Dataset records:
— START —

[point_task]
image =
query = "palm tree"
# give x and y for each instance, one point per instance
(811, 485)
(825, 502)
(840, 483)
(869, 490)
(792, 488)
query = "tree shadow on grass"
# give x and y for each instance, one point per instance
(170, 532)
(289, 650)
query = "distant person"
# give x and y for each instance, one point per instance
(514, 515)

— END —

- **REQUIRED TASK**: Rewrite the lines above, swapping "instance" for "object" wherever it occurs and keeping everything else the same.

- **TASK SOLUTION**:
[point_task]
image =
query = "palm tree"
# give x and y for each object, one point per object
(811, 485)
(825, 502)
(840, 483)
(869, 490)
(792, 488)
query = "tree shadow on grass"
# give x and y for each object, one point per object
(170, 532)
(289, 650)
query = "distant person"
# give x and y for each object, one point per object
(514, 515)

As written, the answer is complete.